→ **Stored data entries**
---+---

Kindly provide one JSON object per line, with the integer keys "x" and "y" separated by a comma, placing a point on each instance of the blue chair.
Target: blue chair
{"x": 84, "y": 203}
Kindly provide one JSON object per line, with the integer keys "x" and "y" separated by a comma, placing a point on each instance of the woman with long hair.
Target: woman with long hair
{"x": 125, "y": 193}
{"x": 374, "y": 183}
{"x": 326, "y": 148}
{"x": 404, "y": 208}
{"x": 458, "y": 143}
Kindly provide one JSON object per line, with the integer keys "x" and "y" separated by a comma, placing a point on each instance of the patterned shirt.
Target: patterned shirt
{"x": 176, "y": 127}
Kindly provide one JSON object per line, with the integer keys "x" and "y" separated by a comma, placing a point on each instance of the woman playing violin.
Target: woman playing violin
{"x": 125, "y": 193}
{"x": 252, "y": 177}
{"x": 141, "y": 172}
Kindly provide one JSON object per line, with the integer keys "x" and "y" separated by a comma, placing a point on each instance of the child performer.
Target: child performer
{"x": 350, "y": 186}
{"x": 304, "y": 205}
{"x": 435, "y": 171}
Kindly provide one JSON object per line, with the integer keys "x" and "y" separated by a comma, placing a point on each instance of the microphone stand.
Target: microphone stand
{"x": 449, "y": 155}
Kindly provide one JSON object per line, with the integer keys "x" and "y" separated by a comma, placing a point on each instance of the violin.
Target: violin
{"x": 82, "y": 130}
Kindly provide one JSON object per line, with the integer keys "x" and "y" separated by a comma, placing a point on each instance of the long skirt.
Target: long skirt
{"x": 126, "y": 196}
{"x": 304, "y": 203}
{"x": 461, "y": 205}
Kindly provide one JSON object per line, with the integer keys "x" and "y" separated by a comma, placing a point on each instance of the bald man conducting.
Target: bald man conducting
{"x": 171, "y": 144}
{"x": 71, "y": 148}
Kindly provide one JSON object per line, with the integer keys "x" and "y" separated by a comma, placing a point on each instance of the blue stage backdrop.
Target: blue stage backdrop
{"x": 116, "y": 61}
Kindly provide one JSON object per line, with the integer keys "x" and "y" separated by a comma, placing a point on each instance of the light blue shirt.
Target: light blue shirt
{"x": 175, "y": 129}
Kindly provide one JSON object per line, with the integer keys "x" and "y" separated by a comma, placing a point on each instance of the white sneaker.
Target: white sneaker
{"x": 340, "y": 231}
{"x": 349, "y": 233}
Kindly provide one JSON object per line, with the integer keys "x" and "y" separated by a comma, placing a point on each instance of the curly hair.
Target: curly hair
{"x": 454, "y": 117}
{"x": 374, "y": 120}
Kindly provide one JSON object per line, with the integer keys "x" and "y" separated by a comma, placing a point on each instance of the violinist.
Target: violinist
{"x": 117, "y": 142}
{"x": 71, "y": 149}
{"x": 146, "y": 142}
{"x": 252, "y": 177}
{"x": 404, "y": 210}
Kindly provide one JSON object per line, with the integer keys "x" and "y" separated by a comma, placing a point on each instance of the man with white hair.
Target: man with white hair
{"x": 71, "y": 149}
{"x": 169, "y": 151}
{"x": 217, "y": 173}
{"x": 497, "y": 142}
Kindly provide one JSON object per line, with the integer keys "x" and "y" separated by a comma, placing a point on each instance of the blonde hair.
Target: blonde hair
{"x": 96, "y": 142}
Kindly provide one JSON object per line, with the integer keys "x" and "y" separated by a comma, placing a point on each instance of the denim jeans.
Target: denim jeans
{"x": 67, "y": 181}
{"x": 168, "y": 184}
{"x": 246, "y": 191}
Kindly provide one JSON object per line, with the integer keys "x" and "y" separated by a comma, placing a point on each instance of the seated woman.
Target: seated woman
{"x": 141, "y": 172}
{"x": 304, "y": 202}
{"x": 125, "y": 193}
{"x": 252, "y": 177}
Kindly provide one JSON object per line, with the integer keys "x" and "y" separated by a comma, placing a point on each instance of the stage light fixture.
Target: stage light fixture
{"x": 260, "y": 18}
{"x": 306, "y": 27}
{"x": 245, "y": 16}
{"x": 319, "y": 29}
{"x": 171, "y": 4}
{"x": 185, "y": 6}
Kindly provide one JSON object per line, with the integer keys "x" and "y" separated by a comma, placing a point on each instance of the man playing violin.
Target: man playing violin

---+---

→ **PROBLEM TO WORK ON**
Go through the records above and copy each one exactly.

→ **EXERCISE OUTPUT**
Kindly provide one JSON object per line, with the integer keys "x" and "y" separated by a comma, placing a point on each instance of the blue chair.
Target: blue chair
{"x": 84, "y": 203}
Kindly provide one JSON object per line, with the integer keys "x" and "y" separated by a comma, placing a point on each instance of the woman with long hair.
Target: woman with long hair
{"x": 125, "y": 193}
{"x": 374, "y": 183}
{"x": 326, "y": 148}
{"x": 404, "y": 208}
{"x": 458, "y": 143}
Kindly provide one JSON object per line, with the integer keys "x" and "y" separated by a comma, placing a point on each instance of the patterned shirt.
Target: patterned shirt
{"x": 176, "y": 127}
Kindly provide one JSON object per line, with the integer keys "x" and "y" separated by a comma, placing a point on each instance of the woman playing violin.
Target: woman playing violin
{"x": 125, "y": 193}
{"x": 252, "y": 177}
{"x": 141, "y": 172}
Kindly provide one JSON object per line, with the integer keys "x" and "y" separated by a comma, placing a point on each instance of the child performer.
Target: child performer
{"x": 350, "y": 186}
{"x": 304, "y": 205}
{"x": 435, "y": 171}
Kindly provide one JSON object per line, with the integer keys "x" and "y" separated by a comma, placing a point on each instance of the microphone stand.
Target: microphone stand
{"x": 449, "y": 155}
Kindly provide one JSON object per line, with the integer keys "x" and "y" separated by a comma, placing a point on each instance of the violin.
Target: violin
{"x": 82, "y": 130}
Kindly provide one JSON object per line, with the integer keys "x" and "y" separated by a comma, placing a point on each instance of the long skirt.
Target: long skirt
{"x": 126, "y": 196}
{"x": 304, "y": 203}
{"x": 461, "y": 205}
Kindly provide one JSON object per line, with the integer keys "x" and "y" separated by a comma, placing a point on each instance of the bald man conducting.
Target: bald man conducting
{"x": 171, "y": 144}
{"x": 71, "y": 148}
Kindly provide one JSON object per line, with the integer keys "x" and "y" separated by a comma, placing a point on each instance of the blue stage backdrop.
Target: blue stage backdrop
{"x": 116, "y": 61}
Kindly provide one JSON object per line, with the integer keys "x" and "y" separated by a comma, placing a point on each instance of the light blue shirt.
Target: light blue shirt
{"x": 175, "y": 129}
Kindly provide one JSON object per line, with the integer keys "x" and "y" separated by a comma, placing a point on each instance of the white sneaker.
Target: white sneaker
{"x": 340, "y": 231}
{"x": 349, "y": 233}
Kindly provide one JSON object per line, with the integer keys "x" and "y" separated by a comma, placing a point on each instance of the curly hair.
Target: curly hair
{"x": 454, "y": 117}
{"x": 374, "y": 120}
Kindly provide one JSON object per line, with the integer keys "x" and "y" separated by a comma, placing a point on each instance of the violinist.
Target: violinist
{"x": 117, "y": 142}
{"x": 71, "y": 149}
{"x": 146, "y": 142}
{"x": 252, "y": 177}
{"x": 404, "y": 210}
Kindly provide one JSON object per line, with the integer keys "x" and "y" separated by a comma, placing a point on each instance of the man with white hair.
Target: man with white hair
{"x": 71, "y": 149}
{"x": 169, "y": 151}
{"x": 217, "y": 173}
{"x": 497, "y": 142}
Kindly provide one JSON object per line, with the integer keys "x" and "y" separated by a comma, placing a point on each instance of the blonde hair.
Target: blonde hair
{"x": 96, "y": 142}
Kindly provide one JSON object per line, with the integer keys "x" and "y" separated by a comma, placing a point on each instance of the denim jeans.
Target: denim jeans
{"x": 67, "y": 181}
{"x": 168, "y": 184}
{"x": 246, "y": 191}
Kindly provide one JSON object per line, with the integer keys "x" and "y" separated by a comma, placing a point on each instance of the seated woman.
Target: seated woman
{"x": 141, "y": 172}
{"x": 304, "y": 202}
{"x": 125, "y": 193}
{"x": 252, "y": 177}
Kindly provide one JSON object per line, with the integer keys "x" and "y" separated by a comma, placing a point on each instance of the stage light fixture.
Target: stage light fixture
{"x": 260, "y": 18}
{"x": 306, "y": 27}
{"x": 245, "y": 16}
{"x": 319, "y": 29}
{"x": 171, "y": 4}
{"x": 185, "y": 6}
Kindly provide one JSON object per line, with the integer keys "x" and "y" separated by a comma, placing a point on each instance of the man playing violin.
Target: man playing violin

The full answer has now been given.